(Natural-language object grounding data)
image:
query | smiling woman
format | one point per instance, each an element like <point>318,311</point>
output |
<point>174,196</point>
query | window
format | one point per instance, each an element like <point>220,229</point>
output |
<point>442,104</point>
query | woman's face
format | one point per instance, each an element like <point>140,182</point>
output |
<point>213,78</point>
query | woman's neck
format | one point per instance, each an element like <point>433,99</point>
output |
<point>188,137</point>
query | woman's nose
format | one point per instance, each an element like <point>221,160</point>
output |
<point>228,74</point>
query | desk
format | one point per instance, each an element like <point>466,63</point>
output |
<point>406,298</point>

* * *

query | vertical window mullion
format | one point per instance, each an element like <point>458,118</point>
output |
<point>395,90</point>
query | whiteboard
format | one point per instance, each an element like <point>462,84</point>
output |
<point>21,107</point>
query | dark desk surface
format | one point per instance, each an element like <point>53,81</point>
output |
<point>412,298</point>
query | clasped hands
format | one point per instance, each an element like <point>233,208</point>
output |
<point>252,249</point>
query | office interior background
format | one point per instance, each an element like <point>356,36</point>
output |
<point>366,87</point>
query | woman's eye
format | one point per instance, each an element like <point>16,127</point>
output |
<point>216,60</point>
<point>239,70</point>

Problem —
Each line of the entries that contains the word "element" should be listed.

Result below —
format | one point per instance, each an element like <point>318,311</point>
format | one point per instance, each an element like <point>220,229</point>
format | one point per instance, each an element like <point>140,182</point>
format | one point per instance, each an element like <point>433,99</point>
format | one point per instance, each an element like <point>221,160</point>
format | one point per instance, each an element like <point>466,63</point>
format | one point per instance, each an element like <point>458,118</point>
format | one point per instance, each an element like <point>462,84</point>
format | one point per instance, each an element like <point>53,81</point>
format | one point per instance, each an element like <point>233,208</point>
format | one point per instance, each an element like <point>356,36</point>
format | one point per instance, each an element like <point>16,127</point>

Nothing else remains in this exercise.